▼▼▼

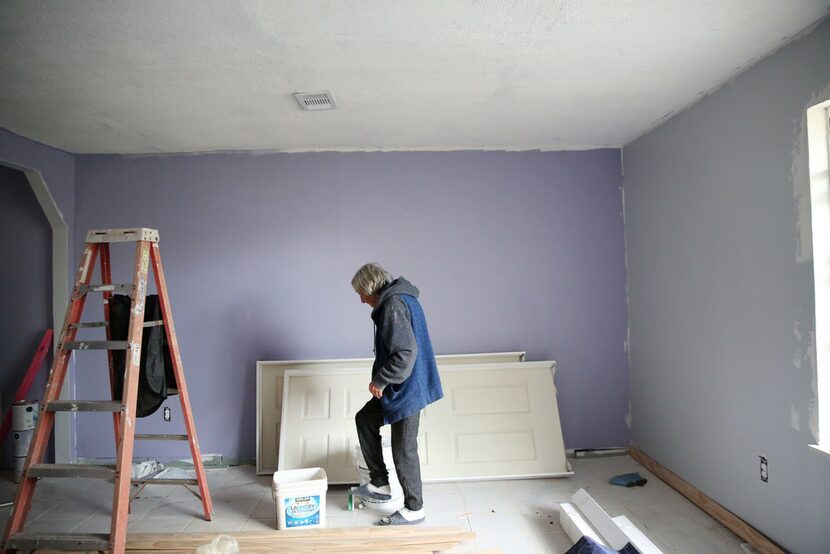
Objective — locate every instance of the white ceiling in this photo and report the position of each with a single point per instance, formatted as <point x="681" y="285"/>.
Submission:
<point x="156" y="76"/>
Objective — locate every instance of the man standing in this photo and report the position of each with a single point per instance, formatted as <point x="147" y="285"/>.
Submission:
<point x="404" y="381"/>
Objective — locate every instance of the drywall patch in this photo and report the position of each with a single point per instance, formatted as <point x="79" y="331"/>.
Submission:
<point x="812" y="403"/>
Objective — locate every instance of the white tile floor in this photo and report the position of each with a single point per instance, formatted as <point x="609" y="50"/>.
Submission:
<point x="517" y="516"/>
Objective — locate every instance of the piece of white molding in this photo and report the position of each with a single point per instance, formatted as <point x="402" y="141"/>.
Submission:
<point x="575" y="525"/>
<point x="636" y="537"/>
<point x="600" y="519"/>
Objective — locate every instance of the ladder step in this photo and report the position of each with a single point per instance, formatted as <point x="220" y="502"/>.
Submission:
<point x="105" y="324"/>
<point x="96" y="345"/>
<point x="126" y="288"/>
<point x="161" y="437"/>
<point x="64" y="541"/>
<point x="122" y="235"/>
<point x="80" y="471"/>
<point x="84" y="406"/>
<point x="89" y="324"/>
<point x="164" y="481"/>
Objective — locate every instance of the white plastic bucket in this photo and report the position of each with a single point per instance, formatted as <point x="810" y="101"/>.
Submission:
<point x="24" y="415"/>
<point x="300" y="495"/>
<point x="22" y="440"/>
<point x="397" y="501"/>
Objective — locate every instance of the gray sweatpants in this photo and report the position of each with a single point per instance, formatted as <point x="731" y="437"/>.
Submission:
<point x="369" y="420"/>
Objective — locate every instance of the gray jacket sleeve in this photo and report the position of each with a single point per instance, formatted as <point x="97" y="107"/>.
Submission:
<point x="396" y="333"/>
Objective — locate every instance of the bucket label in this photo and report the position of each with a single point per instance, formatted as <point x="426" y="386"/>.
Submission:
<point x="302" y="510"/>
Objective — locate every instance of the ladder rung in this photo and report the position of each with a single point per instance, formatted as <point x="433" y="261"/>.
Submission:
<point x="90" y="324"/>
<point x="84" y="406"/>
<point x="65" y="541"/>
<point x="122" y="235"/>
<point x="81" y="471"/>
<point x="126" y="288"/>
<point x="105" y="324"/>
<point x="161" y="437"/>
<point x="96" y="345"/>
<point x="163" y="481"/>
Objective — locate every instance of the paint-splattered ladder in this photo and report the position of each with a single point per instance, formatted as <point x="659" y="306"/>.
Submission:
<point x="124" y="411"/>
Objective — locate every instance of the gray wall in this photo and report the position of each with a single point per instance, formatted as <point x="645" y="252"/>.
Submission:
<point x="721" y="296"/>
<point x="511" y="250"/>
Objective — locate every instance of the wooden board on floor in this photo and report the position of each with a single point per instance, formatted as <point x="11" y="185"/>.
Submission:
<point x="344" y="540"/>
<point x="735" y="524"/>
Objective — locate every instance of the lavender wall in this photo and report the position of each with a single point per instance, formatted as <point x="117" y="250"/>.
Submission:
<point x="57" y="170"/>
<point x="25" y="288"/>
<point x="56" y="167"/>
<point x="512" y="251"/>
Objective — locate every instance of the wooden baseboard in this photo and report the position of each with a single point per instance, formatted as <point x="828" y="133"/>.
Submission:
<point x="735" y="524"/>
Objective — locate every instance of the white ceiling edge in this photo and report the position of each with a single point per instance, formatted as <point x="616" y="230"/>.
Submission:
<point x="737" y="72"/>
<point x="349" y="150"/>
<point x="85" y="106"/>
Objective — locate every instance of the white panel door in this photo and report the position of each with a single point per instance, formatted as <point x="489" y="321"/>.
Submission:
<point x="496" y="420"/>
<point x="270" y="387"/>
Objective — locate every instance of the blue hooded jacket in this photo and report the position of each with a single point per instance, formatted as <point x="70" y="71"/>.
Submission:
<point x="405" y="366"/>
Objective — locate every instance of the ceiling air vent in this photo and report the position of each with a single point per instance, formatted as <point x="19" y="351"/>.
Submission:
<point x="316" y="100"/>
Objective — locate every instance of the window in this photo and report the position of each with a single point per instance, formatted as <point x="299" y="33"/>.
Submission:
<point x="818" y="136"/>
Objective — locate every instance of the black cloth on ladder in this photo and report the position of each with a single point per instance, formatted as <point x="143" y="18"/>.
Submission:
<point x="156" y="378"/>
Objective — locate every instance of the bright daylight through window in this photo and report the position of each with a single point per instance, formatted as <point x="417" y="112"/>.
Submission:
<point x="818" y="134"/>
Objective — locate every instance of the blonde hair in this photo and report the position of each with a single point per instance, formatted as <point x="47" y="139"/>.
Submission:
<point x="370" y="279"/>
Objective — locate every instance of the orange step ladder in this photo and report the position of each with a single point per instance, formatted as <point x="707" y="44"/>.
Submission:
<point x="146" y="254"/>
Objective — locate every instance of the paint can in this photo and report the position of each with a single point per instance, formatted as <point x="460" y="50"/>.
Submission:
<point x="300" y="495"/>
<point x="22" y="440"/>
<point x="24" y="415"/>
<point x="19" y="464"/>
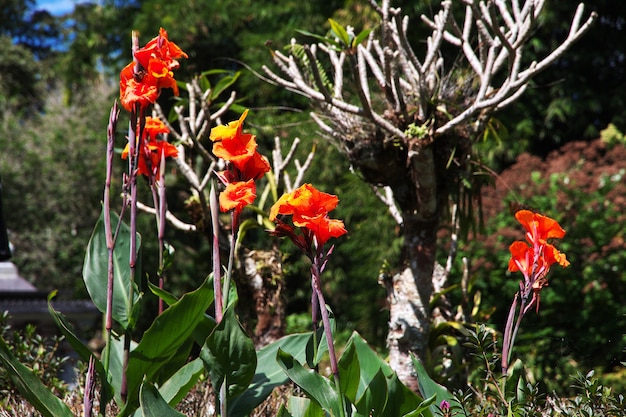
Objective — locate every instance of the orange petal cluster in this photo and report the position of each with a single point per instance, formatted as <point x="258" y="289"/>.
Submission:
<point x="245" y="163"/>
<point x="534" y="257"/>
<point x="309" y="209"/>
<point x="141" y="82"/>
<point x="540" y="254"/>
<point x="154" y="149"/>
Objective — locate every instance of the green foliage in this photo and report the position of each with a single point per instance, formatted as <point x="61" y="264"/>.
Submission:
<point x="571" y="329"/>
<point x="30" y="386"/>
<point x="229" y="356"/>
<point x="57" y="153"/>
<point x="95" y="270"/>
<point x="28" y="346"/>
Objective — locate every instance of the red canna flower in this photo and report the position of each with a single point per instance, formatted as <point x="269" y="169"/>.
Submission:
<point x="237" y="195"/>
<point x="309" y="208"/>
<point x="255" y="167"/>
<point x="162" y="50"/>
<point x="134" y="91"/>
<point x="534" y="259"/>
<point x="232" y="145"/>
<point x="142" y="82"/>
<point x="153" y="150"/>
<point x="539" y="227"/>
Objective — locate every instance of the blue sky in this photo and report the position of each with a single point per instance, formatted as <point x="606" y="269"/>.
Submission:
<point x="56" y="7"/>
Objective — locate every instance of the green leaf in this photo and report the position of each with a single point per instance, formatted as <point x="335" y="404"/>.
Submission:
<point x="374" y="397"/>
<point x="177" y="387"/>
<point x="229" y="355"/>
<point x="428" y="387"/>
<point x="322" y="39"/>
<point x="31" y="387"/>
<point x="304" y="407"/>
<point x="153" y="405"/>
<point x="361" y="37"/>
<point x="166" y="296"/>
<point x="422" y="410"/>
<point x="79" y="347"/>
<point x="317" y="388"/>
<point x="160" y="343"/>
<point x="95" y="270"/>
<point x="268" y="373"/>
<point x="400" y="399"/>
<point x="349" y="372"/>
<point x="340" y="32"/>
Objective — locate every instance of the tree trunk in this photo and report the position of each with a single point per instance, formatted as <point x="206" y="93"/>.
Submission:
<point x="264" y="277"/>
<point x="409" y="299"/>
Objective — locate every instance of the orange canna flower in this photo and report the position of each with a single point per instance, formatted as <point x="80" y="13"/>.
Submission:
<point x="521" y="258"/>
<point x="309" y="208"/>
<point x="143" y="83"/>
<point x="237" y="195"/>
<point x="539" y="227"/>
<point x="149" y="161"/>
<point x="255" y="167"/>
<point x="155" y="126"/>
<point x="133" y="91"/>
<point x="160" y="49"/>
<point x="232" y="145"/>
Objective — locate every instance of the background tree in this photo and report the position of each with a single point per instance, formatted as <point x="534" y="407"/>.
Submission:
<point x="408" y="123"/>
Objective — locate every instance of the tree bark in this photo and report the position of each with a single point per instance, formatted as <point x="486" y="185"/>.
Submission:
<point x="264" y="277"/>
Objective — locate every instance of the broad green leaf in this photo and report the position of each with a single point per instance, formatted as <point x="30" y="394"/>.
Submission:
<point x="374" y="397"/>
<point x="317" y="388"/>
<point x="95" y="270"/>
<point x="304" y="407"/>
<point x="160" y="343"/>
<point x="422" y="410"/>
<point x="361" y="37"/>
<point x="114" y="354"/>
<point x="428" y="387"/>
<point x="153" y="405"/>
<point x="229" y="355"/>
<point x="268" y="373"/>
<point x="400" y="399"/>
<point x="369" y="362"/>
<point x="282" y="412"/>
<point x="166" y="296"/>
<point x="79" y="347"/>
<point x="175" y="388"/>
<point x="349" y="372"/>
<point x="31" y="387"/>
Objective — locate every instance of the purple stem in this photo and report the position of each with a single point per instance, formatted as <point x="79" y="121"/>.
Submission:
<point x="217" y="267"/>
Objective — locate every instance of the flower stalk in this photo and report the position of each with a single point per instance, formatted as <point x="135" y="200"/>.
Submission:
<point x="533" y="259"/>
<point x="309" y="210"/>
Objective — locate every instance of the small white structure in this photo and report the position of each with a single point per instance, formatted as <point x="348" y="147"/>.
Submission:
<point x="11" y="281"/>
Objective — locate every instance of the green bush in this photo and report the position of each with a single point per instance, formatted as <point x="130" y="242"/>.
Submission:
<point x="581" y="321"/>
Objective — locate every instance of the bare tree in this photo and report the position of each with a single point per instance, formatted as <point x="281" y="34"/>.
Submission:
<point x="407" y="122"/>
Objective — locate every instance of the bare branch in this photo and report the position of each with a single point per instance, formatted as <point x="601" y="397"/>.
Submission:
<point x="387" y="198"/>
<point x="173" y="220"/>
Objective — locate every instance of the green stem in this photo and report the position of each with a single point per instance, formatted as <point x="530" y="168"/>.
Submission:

▲▲▲

**THE PROBLEM:**
What's needed is an exact copy of the records above from the line containing "Objective — locate every instance of the blonde" down to the line containing "Objective — locate every instance of the orange petal", both included, without any pictures.

**RESPONSE AREA:**
Objective — locate every instance of the blonde hair in this photo and report the position of each with a single point per instance, formatted as <point x="47" y="139"/>.
Submission:
<point x="370" y="279"/>
Objective — locate every instance of the orange step ladder in this photo and report the position of each with a single point per instance, formatted as <point x="707" y="44"/>.
Submission:
<point x="146" y="254"/>
Objective — locate every instance of the paint can in this photo and report the position of each with a single point per instance, formatted as <point x="460" y="50"/>.
Submission:
<point x="300" y="495"/>
<point x="22" y="440"/>
<point x="24" y="415"/>
<point x="19" y="464"/>
Objective — locate every instance of the orange petal cluster in this photo and report the position of each with a single point per instance, formatted as <point x="258" y="289"/>.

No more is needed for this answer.